GEGEVEN TEKST
· · ·

8.3. Gebruik
Om de machine te kunnen gebruiken, moet u eerst de stroomtoevoer inschakelen. Plaats daartoe hoofdschakelaar QS op het
onderstel van de machine in de stand 'I' (gesloten).
Standen van schakelaar QS: `O' = stroomtoevoer onderbroken
Druk op het rechterpedaal om de bewegingsrichting naar rechts in te schakelen. Het pedaal bedient microschakelaar SB2.
Deze zorgt voor ervoor dat relais K1 contact maakt en motor M van stroom wordt voorzien. De motor moet rechtsom
draaien.
Druk op het linkerpedaal om de bewegingsrichting naar links in te schakelen. Het pedaal bedient microschakelaar SB3. Deze
zorgt voor ervoor dat relais K2 contact maakt en motor M van stroom wordt voorzien. De motor moet linksom draaien.
Als het pedaal wordt losgelaten, wordt het contact van de microschakelaar (SB2 of SB3) verbroken, het relais (K1 of K2)
geopend en stopt motor M.
De motor blijft draaien, zolang één van de pedalen is ingedrukt.

· · ·

(Fragmenten uit de dataset)
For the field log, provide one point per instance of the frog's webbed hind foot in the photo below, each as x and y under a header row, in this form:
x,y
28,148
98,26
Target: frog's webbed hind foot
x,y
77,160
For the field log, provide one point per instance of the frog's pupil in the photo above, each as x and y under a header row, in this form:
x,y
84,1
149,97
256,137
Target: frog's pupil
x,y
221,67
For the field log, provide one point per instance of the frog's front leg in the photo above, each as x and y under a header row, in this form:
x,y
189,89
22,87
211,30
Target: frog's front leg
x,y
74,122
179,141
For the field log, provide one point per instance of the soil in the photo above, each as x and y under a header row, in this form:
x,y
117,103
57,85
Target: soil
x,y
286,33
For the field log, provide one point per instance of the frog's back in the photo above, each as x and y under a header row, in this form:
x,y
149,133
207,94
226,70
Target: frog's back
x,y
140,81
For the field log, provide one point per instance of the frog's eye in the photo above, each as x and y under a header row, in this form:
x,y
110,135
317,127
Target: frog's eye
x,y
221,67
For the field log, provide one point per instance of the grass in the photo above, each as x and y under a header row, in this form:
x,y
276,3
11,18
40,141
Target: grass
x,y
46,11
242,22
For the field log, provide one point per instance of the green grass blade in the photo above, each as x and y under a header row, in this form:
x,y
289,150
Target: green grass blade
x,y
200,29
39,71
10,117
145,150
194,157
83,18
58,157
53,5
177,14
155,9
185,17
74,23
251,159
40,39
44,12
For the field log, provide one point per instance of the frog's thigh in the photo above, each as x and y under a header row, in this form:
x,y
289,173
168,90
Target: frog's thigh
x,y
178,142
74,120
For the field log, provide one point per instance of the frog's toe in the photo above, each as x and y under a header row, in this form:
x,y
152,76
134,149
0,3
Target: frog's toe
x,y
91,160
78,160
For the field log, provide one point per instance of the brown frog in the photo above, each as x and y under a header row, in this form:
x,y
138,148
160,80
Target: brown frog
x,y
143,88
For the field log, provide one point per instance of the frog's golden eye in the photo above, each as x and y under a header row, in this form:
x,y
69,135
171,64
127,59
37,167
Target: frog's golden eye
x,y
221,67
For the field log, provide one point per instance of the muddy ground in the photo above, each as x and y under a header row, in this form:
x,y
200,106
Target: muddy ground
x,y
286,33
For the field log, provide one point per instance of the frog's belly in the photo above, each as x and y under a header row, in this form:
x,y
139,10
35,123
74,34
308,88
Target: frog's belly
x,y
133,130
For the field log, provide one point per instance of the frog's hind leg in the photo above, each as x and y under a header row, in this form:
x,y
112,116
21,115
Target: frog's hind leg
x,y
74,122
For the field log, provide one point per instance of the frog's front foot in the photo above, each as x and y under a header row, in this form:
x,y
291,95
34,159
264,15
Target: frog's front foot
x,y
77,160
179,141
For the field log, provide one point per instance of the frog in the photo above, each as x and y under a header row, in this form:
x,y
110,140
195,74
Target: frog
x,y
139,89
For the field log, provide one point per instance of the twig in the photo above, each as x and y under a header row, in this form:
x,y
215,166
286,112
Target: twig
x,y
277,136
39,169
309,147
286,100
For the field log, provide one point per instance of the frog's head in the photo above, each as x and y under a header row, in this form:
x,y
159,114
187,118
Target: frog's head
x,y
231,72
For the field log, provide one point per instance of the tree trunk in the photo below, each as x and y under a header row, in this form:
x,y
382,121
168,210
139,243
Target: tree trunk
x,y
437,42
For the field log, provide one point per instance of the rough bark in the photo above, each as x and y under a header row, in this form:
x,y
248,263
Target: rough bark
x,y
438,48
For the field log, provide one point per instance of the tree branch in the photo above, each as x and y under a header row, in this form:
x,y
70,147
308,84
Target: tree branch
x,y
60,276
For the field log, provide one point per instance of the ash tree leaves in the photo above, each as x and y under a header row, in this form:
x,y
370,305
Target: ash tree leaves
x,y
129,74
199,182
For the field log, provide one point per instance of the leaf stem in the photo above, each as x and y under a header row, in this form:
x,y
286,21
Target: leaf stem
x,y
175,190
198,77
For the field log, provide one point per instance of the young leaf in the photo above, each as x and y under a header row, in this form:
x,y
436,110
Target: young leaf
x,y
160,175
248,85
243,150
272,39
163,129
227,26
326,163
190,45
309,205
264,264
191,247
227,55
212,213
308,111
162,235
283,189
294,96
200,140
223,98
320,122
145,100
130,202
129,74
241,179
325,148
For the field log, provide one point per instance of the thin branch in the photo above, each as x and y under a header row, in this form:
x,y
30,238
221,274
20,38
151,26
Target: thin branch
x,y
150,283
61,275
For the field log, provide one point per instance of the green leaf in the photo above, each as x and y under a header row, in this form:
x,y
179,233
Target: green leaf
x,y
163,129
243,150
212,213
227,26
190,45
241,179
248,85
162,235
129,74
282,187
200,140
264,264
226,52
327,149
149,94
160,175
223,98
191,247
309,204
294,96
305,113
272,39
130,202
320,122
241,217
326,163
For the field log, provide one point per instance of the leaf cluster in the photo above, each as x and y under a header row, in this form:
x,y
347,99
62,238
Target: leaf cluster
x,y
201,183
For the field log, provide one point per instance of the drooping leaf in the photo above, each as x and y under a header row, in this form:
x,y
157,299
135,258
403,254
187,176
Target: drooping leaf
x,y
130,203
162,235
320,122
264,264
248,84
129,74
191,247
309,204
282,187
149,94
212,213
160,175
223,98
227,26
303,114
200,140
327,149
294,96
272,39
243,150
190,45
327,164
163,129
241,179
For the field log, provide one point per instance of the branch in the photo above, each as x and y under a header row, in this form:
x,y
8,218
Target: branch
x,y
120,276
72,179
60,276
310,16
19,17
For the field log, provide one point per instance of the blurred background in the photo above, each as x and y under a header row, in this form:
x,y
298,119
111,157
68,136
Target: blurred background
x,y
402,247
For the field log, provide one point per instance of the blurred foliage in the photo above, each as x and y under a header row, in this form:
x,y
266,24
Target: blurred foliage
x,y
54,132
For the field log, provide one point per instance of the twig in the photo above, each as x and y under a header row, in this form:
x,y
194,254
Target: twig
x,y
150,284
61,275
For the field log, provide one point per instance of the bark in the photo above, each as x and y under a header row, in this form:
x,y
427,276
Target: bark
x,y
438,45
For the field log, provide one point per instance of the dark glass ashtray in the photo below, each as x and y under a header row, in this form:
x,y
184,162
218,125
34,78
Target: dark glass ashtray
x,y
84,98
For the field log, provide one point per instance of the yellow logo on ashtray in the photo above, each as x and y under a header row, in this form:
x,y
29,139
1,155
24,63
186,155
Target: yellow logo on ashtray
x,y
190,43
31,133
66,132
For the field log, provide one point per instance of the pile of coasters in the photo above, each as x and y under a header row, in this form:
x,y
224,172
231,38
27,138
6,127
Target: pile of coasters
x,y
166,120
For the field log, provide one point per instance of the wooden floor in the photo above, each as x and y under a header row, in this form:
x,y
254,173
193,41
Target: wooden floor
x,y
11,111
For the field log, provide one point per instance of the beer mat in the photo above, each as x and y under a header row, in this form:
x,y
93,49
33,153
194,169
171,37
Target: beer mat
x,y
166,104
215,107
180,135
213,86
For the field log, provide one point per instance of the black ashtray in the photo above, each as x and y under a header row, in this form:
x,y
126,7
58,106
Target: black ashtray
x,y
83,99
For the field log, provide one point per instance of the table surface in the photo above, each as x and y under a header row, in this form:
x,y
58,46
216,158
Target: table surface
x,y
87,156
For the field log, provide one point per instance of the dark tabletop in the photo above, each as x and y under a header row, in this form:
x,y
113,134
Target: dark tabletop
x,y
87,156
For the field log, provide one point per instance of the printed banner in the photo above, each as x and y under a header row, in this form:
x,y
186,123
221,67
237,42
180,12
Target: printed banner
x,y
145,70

· · ·

OPDRACHTEN
- A) Herhaal woord voor woord het gedeelte van de tekst over het gebruik van de machine van "8.3. Gebruik" tot en met "moet linksom draaien.".
- B) Ga verder met de tekst over het gebruik van de machine en sluit aan op de laatste zin.
De rijen spelen hierbij geen rol.

UITWERKINGEN PER OPDRACHT
- A)
8.3. Gebruik
Om de machine te kunnen gebruiken, moet u eerst de stroomtoevoer inschakelen. Plaats daartoe hoofdschakelaar QS op het
onderstel van de machine in de stand 'I' (gesloten).
Standen van schakelaar QS: `O' = stroomtoevoer onderbroken
Druk op het rechterpedaal om de bewegingsrichting naar rechts in te schakelen. Het pedaal bedient microschakelaar SB2.
Deze zorgt voor ervoor dat relais K1 contact maakt en motor M van stroom wordt voorzien. De motor moet rechtsom
draaien.
Druk op het linkerpedaal om de bewegingsrichting naar links in te schakelen. Het pedaal bedient microschakelaar SB3. Deze
zorgt voor ervoor dat relais K2 contact maakt en motor M van stroom wordt voorzien. De motor moet linksom draaien.

- B)
De machine is uitgerust met een noodstop SB1, die moet worden ingedrukt in geval van nood of bij reparaties,
stelwerkzaamheden, onderhoud enzovoort.
Nadat SB1 is gebruikt, moet de knop weer uitgetrokken worden voordat de machine opnieuw kan worden gebruikt.
De noodstopknop is namelijk voorzien van een vergrendeling en blijft anders ingedrukt.
8.4. Onderhoud en reparaties
8.4.1. P
ROBLEMEN OPSPOREN EN VERHELPEN
8.4.1.1.
Als alle voorschriften en instructies bij de voorgaande punten zijn doorgenomen, maar de machine bij indrukken
van een pedaal en relais K (K1 of K2) niet start, volgt u deze stappen:
a.
controleer of de machine op de juiste wijze van stroom wordt voorzien (3~50 Hz; 400V),
b.
kijk of de thermische beveiliging (FR) van de motor M ingeschakeld is en probeer hiervan de oorzaak te
achterhalen. Daarbij komen in ieder geval de volgende oorzaken in aanmerking:
-
de machine is aangesloten op een stroombron met slechts 2 fasen of een spanning < 360V/50Hz,
-
de thermische beveiliging is niet goed ingesteld op de waarde van 2.3 A,
-
elektromotor M is geblokkeerd en draait niet door wrijving in de aandrijfketen tot aan de hoofdas of door
defecte kogellagers,
-
de elektromotor M is defect,
-
het thermische relais FR is defect.
los het probleem op en reset de beveiliging
c.
controleer zekeringen F2 en F3 en probeer de oorzaak te bepalen als een zekering doorgebrand is. Verhelp
het probleem en vervang de zekering
WAARSCHUWING!: vervang de zekering alleen door een zekering met de voorgeschreven kenmerken.
d.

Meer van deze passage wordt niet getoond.